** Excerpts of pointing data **
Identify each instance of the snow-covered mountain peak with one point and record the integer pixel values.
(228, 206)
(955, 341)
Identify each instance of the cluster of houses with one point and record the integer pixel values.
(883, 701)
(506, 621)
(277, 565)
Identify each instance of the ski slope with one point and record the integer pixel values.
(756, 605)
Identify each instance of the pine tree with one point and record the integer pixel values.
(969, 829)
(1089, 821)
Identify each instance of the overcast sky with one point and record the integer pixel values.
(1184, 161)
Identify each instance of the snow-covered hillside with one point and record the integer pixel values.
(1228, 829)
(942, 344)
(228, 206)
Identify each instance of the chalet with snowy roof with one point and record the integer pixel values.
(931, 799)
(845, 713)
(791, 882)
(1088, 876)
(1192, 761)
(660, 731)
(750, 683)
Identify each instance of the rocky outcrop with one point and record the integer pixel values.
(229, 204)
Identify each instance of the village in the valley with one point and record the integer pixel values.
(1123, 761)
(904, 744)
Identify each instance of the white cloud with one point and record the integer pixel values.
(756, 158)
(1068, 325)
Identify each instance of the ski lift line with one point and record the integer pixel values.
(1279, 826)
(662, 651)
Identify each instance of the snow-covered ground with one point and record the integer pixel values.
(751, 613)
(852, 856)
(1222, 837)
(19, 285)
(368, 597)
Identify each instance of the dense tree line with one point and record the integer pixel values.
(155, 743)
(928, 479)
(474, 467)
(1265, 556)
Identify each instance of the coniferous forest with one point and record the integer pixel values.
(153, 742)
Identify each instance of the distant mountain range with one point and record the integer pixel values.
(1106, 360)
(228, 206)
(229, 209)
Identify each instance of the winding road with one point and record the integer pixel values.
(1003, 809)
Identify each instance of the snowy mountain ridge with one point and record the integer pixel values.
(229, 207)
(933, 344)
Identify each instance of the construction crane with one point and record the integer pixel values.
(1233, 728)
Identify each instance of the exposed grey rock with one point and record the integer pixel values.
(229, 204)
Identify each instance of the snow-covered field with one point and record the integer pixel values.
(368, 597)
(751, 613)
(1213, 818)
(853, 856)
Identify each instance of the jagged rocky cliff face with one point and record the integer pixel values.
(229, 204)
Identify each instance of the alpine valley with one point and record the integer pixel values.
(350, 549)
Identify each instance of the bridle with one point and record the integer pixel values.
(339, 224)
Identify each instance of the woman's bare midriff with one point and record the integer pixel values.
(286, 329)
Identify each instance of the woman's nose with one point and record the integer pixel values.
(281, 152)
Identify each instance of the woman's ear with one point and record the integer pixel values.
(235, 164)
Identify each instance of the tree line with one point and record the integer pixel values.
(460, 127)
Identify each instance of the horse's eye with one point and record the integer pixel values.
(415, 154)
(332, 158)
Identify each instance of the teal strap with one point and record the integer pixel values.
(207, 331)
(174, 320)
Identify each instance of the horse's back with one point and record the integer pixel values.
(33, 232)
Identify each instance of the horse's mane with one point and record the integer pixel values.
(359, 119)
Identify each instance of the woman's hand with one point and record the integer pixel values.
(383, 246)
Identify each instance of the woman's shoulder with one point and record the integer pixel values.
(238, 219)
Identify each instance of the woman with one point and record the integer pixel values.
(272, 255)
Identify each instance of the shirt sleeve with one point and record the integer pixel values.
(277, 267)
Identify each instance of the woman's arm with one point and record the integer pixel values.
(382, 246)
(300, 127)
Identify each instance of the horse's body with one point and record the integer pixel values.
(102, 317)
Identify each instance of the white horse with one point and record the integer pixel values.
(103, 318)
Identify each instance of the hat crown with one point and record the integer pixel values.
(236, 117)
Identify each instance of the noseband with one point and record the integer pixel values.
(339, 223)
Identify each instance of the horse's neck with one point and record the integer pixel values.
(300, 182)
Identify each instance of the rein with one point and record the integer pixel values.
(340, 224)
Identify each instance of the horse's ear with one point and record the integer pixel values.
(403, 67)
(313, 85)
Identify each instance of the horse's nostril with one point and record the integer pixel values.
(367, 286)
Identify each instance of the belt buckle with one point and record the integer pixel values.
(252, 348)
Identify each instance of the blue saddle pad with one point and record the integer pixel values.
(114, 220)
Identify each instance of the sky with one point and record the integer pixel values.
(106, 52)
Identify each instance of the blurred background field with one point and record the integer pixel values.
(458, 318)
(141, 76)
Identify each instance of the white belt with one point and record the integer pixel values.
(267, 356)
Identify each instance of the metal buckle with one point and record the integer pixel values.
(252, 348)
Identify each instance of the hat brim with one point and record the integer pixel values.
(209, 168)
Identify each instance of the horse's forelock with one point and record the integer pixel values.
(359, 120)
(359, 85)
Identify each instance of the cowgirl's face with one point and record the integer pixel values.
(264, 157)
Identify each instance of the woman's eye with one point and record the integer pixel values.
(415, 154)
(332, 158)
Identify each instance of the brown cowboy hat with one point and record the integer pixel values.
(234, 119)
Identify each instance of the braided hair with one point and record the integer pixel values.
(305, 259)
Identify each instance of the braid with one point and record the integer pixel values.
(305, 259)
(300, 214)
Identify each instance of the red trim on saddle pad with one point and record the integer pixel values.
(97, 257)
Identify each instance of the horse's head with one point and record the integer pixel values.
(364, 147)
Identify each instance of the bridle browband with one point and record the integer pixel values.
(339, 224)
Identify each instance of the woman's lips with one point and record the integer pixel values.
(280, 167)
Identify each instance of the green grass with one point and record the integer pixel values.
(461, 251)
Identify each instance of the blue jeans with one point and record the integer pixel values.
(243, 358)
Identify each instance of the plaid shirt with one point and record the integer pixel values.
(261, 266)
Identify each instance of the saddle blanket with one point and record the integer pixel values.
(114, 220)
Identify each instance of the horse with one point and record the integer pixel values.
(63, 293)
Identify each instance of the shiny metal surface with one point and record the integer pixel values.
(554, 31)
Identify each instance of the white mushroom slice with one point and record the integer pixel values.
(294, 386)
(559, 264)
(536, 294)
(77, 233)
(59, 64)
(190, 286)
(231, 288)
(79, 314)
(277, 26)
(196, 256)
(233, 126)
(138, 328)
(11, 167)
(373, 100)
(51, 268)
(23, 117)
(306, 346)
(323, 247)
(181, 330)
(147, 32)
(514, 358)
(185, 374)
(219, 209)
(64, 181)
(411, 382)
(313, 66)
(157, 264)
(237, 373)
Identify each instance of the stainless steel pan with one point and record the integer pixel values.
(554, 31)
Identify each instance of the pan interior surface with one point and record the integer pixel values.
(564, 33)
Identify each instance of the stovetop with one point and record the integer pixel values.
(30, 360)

** Problem description **
Lay out all of the rows above as a numbered list, leaving out any blank lines.

** Written answer **
1. Identify each instance of the snow-covered mountain peak with one point and record the integer pixel values.
2. (228, 206)
3. (955, 341)
4. Identify each instance of the cluster of houses with one point and record the integer pixel values.
5. (883, 701)
6. (506, 621)
7. (277, 565)
8. Identify each instance of the ski slope with one point and record the integer pixel values.
9. (756, 605)
10. Identify each instance of the pine tree with one point and record the integer pixel values.
11. (969, 829)
12. (1089, 821)
13. Identify each instance of the overcast sky with one point and record the integer pixel values.
14. (1184, 161)
15. Identify each instance of the snow-covered hillside with one point and record the integer pixel values.
16. (1228, 829)
17. (942, 344)
18. (228, 206)
19. Identify each instance of the chalet with snowy roof with one point and record the integer pixel values.
20. (931, 799)
21. (845, 713)
22. (791, 882)
23. (1088, 876)
24. (1192, 761)
25. (660, 731)
26. (750, 683)
27. Identify each instance of the rocky outcrop with one point and record the integer pixel values.
28. (229, 204)
29. Identify each instance of the village in the valley with one point and record the integer pixel values.
30. (1123, 761)
31. (904, 744)
32. Identify each instance of the white cloud with one point and record the integer pixel values.
33. (756, 158)
34. (1068, 325)
35. Identify each instance of the ski lift line with one point and record the integer pixel values.
36. (1279, 826)
37. (662, 651)
38. Identify each instance of the snow-covered ground with one point and record the integer pixel values.
39. (751, 613)
40. (852, 856)
41. (1222, 837)
42. (19, 285)
43. (368, 597)
44. Identify each instance of the dense tree line with one point and record the integer pixel values.
45. (155, 743)
46. (928, 479)
47. (474, 467)
48. (1265, 556)
49. Identify each instance of the coniferous forest with one point and record the integer pixel values.
50. (153, 742)
51. Identify each instance of the distant mountain range with one point and record the integer pixel values.
52. (1106, 360)
53. (228, 206)
54. (229, 209)
55. Identify each instance of the winding road with one point and record the integer pixel values.
56. (1003, 809)
57. Identify each instance of the snowy mountain ridge with one point and record the integer pixel values.
58. (229, 207)
59. (933, 344)
60. Identify each instance of the construction crane with one point and record the integer pixel values.
61. (1233, 728)
62. Identify each instance of the exposed grey rock with one point and record the integer pixel values.
63. (229, 204)
64. Identify each instance of the snow-covered field with one point and record the integer pixel values.
65. (368, 597)
66. (751, 613)
67. (1213, 818)
68. (853, 856)
69. Identify each instance of the jagged rocky cliff face with one point and record the integer pixel values.
70. (229, 204)
71. Identify each instance of the alpine valley with one point and record the integer pixel values.
72. (350, 549)
73. Identify each instance of the bridle with one point and record the integer pixel values.
74. (339, 224)
75. Identify each instance of the woman's bare midriff with one point and record the integer pixel values.
76. (286, 329)
77. Identify each instance of the woman's nose with one point and record the integer pixel values.
78. (281, 152)
79. Identify each instance of the woman's ear with one point and record the integer pixel values.
80. (235, 164)
81. Identify each instance of the tree line with one point and record the integer pixel values.
82. (460, 127)
83. Identify each instance of the horse's eye with one point and record the integer pixel values.
84. (415, 154)
85. (332, 158)
86. Identify each instance of the teal strap with one point and record the integer pixel values.
87. (207, 331)
88. (174, 320)
89. Identify each instance of the horse's back with one point and record the integer pixel values.
90. (33, 232)
91. Identify each instance of the horse's mane with one point and record the integer pixel values.
92. (359, 119)
93. Identify each instance of the woman's hand with one point and record the integer pixel values.
94. (383, 246)
95. Identify each instance of the woman's shoulder with one point and record the integer pixel values.
96. (238, 219)
97. Identify each instance of the woman with one point and record the integer pixel values.
98. (272, 255)
99. Identify each instance of the shirt sleeve with one point and record the integer pixel values.
100. (277, 267)
101. Identify each instance of the woman's arm with one point and record the integer pixel values.
102. (382, 246)
103. (300, 127)
104. Identify each instance of the horse's body with one point and record the integer pixel values.
105. (102, 317)
106. Identify each instance of the white horse with one point and record the integer pixel values.
107. (103, 318)
108. Identify each instance of the hat crown with one point and record the integer pixel values.
109. (236, 117)
110. Identify each instance of the noseband with one point and record the integer pixel values.
111. (339, 223)
112. Identify each instance of the horse's neck with one point and record the integer pixel values.
113. (300, 182)
114. Identify each instance of the rein with one point and record the integer pixel values.
115. (340, 224)
116. Identify each instance of the horse's ear with one point and record the integer pixel values.
117. (403, 67)
118. (313, 85)
119. Identify each instance of the horse's nostril with one point and record the integer pixel values.
120. (367, 286)
121. Identify each instance of the belt buckle with one point and record the integer pixel values.
122. (252, 348)
123. Identify each instance of the blue saddle pad with one point and record the integer pixel values.
124. (114, 220)
125. Identify each instance of the sky with one point and record the integer pixel values.
126. (106, 52)
127. Identify each instance of the blurred background field with one point and record the integer pixel values.
128. (458, 318)
129. (141, 76)
130. Identify each instance of the white belt with one point and record the integer pixel values.
131. (267, 356)
132. Identify each instance of the metal buckle with one point and record the integer pixel values.
133. (252, 348)
134. Identify each instance of the hat brim with one point and record the integer pixel values.
135. (209, 168)
136. Identify each instance of the horse's forelock with one point and record the integer pixel values.
137. (359, 120)
138. (359, 85)
139. Identify each instance of the cowgirl's face with one point and record the integer pixel values.
140. (264, 157)
141. Identify each instance of the woman's eye with one point and record the integer pixel values.
142. (415, 154)
143. (332, 158)
144. Identify each instance of the brown cowboy hat with one point and record the integer pixel values.
145. (234, 119)
146. Identify each instance of the braided hair with one point and record the integer pixel values.
147. (305, 259)
148. Identify each instance of the braid with one point and record the integer pixel values.
149. (305, 259)
150. (300, 214)
151. Identify each instance of the red trim on saddle pad with one point and record the integer pixel values.
152. (97, 257)
153. Identify each instance of the horse's head with one point and record the integer pixel values.
154. (364, 147)
155. Identify each instance of the bridle browband with one point and record the integer pixel values.
156. (339, 224)
157. Identify each instance of the woman's lips with one point and record the integer pixel values.
158. (280, 167)
159. Identify each instance of the green grass with one point and record the integer pixel values.
160. (461, 251)
161. Identify each instance of the blue jeans with one point and record the integer pixel values.
162. (243, 358)
163. Identify each instance of the plaid shirt with one point and record the integer pixel values.
164. (261, 266)
165. Identify each instance of the saddle blanket with one point and record the integer pixel values.
166. (114, 220)
167. Identify each instance of the horse with one point and record the integer pixel values.
168. (63, 293)
169. Identify each instance of the shiny metal surface with one point and record the integer pixel values.
170. (554, 31)
171. Identify each instance of the white mushroom slice with one point and record the integer pixel values.
172. (294, 386)
173. (559, 264)
174. (536, 294)
175. (77, 233)
176. (59, 64)
177. (190, 286)
178. (231, 288)
179. (79, 314)
180. (277, 26)
181. (196, 256)
182. (233, 126)
183. (138, 328)
184. (11, 167)
185. (373, 100)
186. (51, 268)
187. (23, 117)
188. (306, 346)
189. (323, 247)
190. (181, 330)
191. (147, 32)
192. (514, 358)
193. (185, 374)
194. (219, 209)
195. (64, 181)
196. (411, 382)
197. (313, 66)
198. (157, 264)
199. (237, 373)
200. Identify each instance of the stainless steel pan with one point and record the integer pixel values.
201. (554, 31)
202. Identify each instance of the pan interior surface with one point and record the integer pixel values.
203. (564, 33)
204. Identify each instance of the stovetop with one point and record the integer pixel values.
205. (30, 360)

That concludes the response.